__Énoncé 1__:
Répondez aux questions suivantes à partir du texte sur la révision des listes électorales.
(a) À quelle date a été publié le décret portant révision exceptionnelle des listes électorales en vue des élections législatives du 31 juillet 2022 ?
(b) Selon l'article R.28 cité, pendant quelle période a lieu chaque année la révision dite « ordinaire » ?
(c) Quel article du Code électoral le texte mentionne-t-il à propos des cas de force majeure ?

__Texte proposé__:
-.-.-
Pour rappel, le décret portant révision exceptionnelle des listes électorales en vue des élections législatives du 31 juillet 2022, a été publiée le 14 février 2022, soit plus de 5 mois avant le scrutin. Celui des élections locales du 23 janvier 2022, a été publié, le 26 juillet 2021, soit prés de 6 avant le scrutin.

En l’absence encore de motifs techniques étayés, d’une situation économique, sociale ou politique avérée qui pourraient être brandis comme cas de force majeure conformément à l’article L.37 du Code Électoral, le Gouvernement ne peut recourir qu’à l’article R.28, du Décret n°2021-1196 qui dispose : « Une révision dite "ordinaire" a lieu sauf cas de force majeure ou de révision exceptionnelle en perspective, chaque année du 1er février au 31 juillet inclus ». Il est important de noter qu’il a été inséré le motif de non organisation d’une révision ordinaire en perspective d’une révision exceptionnelle. Une disposition qui n’existe pas dans la  Loi n°2021‐35 du 23 juillet 2021 portant Code électoral.

Dès lors, se pose la question de la légalité de la probable utilisation d’une disposition réglementaire, non prévue par la loi pour justifier la décision de ne pas organiser une révision ordinaire des listes électorales. Il est à rappeler que le Décret n°2021-1196 est un texte réglementaire précisant les modalités d’applications du Code Électoral et non le modifier sous prétexte de le compléter. Donc, l’article R.28 devait uniquement préciser les cas de force majeurs et non pas ajouter une nouvelle condition pouvant justifier la non organisation d’une révision ordinaire. Aussi, ce décret d'application ne respecte pas la volonté exprimée par le législateur Sénégalais lors du vote de la loi. La volonté d’une seule personne, Président de la république, homme politique partisan doit-elle primer sur la volonté de tout un peuple, exprimée par son législateur ? Assurément non. Aussi, les dispositions de l’article R.28 ne doivent pas déformer la volonté du législateur.
-.-.-
[Annotations de contours]
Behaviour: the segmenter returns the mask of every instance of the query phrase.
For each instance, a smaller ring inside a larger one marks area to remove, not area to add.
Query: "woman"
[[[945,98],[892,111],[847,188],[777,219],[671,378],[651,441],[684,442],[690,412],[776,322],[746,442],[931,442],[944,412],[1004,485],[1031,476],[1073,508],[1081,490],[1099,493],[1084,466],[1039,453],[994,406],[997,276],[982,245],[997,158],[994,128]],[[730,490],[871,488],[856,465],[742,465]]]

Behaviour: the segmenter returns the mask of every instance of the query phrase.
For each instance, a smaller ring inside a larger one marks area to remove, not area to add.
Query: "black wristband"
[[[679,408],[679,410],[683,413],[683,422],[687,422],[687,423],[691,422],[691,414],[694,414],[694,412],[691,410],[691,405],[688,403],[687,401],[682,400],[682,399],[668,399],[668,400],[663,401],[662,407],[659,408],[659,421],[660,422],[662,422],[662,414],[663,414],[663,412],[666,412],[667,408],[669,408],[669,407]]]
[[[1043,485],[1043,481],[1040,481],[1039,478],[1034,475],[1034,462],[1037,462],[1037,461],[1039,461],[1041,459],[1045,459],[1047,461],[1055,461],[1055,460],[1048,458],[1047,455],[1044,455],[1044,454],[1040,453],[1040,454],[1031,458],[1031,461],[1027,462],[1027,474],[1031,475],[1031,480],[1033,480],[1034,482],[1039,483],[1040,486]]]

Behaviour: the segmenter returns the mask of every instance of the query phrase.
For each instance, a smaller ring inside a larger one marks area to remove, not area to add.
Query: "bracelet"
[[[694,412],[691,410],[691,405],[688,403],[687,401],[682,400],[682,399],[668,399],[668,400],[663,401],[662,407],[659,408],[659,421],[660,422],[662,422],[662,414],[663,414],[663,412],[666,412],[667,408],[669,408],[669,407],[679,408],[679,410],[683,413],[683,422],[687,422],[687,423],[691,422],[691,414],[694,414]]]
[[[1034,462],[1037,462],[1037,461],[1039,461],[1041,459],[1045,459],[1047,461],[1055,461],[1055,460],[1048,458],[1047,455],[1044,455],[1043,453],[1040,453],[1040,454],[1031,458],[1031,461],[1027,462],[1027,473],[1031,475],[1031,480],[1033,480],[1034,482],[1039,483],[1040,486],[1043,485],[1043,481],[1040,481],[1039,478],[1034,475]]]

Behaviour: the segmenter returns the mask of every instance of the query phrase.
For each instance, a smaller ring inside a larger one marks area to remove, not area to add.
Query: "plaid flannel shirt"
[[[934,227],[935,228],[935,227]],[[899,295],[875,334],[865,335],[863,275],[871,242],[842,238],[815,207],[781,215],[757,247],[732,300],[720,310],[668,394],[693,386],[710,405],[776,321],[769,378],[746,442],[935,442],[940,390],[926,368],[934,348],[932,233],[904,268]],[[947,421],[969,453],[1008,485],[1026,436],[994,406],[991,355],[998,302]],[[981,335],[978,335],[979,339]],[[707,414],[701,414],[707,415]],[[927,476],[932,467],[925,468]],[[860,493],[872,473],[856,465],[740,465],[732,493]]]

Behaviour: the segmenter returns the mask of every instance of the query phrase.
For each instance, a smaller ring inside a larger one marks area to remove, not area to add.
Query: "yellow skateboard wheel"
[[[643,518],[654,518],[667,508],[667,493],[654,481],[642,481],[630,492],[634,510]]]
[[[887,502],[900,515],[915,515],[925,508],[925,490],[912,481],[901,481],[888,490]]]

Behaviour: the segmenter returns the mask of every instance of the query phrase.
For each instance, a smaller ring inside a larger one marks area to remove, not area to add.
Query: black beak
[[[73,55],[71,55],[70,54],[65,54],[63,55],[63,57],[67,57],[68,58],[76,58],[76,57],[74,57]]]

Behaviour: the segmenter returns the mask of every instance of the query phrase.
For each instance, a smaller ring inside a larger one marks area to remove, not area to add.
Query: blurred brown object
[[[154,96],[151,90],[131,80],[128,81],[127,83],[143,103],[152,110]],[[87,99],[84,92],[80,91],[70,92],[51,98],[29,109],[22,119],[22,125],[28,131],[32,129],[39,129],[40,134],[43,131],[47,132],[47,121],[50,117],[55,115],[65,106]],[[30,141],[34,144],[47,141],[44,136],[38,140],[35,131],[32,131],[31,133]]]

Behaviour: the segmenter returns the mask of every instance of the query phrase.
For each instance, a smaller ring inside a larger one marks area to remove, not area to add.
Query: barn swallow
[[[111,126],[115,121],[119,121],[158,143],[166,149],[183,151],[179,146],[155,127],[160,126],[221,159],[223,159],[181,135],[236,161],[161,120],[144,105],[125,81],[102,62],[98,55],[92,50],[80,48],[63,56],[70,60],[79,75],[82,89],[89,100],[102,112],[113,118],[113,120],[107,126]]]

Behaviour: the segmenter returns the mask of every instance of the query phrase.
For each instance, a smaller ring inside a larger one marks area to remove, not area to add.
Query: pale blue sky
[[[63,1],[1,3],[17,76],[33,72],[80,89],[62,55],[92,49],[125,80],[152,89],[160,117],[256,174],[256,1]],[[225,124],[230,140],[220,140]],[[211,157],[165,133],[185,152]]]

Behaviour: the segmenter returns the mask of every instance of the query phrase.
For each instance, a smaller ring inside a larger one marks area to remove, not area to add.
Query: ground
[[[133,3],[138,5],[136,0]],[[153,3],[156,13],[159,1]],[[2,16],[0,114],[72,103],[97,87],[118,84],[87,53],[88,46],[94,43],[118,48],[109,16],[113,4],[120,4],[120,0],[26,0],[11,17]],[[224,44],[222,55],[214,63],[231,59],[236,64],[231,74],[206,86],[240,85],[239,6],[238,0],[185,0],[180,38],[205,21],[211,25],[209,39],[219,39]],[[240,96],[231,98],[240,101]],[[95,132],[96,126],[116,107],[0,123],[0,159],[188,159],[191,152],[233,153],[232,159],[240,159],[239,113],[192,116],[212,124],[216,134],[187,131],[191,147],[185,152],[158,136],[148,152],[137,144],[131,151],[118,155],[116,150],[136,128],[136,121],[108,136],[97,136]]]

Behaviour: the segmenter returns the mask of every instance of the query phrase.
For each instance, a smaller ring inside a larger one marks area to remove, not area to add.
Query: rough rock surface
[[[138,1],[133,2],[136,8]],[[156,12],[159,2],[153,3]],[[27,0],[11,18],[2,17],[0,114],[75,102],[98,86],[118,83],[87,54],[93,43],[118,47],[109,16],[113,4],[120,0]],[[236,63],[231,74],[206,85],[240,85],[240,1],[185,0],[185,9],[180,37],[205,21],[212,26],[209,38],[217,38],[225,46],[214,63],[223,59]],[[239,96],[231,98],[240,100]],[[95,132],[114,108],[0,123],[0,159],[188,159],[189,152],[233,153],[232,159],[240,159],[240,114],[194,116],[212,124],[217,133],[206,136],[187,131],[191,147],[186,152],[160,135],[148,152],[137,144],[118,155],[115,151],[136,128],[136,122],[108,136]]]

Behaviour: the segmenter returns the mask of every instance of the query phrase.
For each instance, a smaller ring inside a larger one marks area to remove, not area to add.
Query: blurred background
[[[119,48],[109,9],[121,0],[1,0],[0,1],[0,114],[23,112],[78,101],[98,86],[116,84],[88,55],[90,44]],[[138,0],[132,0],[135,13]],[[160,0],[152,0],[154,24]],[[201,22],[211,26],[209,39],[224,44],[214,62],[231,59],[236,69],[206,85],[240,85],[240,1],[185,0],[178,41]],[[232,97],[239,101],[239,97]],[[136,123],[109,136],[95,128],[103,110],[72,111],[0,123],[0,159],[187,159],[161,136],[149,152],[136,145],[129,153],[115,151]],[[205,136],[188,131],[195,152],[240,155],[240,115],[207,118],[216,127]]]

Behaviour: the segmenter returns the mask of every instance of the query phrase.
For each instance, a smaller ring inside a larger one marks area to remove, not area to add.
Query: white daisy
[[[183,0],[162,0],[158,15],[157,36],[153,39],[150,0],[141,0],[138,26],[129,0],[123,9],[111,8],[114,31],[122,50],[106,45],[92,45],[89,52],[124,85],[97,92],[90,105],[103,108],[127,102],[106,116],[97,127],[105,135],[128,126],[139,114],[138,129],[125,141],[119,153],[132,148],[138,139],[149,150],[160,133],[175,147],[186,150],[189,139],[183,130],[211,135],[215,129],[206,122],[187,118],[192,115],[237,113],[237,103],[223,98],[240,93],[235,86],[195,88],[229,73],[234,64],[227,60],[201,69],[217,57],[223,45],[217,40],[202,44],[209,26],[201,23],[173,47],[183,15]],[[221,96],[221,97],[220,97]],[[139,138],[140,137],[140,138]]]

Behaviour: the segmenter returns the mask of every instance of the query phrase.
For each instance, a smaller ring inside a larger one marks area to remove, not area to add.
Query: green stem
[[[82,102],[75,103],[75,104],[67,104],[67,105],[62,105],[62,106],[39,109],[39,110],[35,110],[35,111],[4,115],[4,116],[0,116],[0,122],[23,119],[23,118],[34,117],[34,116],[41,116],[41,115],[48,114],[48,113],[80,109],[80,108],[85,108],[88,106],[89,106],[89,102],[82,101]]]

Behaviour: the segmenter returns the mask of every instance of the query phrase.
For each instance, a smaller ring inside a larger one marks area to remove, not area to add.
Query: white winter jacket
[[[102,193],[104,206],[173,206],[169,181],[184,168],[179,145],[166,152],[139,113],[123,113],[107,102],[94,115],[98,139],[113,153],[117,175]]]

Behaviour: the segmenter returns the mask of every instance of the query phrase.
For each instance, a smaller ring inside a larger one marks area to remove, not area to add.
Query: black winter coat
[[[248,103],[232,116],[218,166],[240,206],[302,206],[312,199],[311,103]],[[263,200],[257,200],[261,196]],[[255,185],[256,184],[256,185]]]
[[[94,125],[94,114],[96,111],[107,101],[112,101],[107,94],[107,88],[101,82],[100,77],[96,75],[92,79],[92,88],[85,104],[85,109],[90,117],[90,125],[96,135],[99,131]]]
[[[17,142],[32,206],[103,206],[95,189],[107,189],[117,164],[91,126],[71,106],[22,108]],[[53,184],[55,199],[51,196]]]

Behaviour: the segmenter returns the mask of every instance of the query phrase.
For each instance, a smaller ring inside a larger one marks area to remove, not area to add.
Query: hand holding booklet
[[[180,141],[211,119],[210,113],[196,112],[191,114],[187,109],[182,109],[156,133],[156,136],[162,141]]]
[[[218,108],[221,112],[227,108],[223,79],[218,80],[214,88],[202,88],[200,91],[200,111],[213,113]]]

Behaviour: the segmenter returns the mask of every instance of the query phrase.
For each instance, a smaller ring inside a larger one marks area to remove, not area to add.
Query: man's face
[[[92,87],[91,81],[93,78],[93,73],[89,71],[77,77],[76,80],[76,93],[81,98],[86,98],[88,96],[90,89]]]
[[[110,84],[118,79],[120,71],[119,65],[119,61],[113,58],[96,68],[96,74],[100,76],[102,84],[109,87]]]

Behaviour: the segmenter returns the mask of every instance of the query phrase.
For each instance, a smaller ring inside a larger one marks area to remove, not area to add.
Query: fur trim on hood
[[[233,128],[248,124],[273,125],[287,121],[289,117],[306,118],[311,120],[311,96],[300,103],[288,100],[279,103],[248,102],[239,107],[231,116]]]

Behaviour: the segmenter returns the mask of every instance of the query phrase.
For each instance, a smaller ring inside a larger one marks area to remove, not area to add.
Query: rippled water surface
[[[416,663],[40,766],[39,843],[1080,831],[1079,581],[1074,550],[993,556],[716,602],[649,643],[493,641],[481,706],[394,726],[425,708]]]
-.-.-
__Énoncé 2__: Renvoyez chaque ligne du listing qui contient le mot "white".

__Réponse rédigée 1__:
(a) Le 14 février 2022.
(b) Du 1er février au 31 juillet inclus.
(c) L'article L.37.

__Réponse rédigée 2__:
Query: white daisy
Query: white winter jacket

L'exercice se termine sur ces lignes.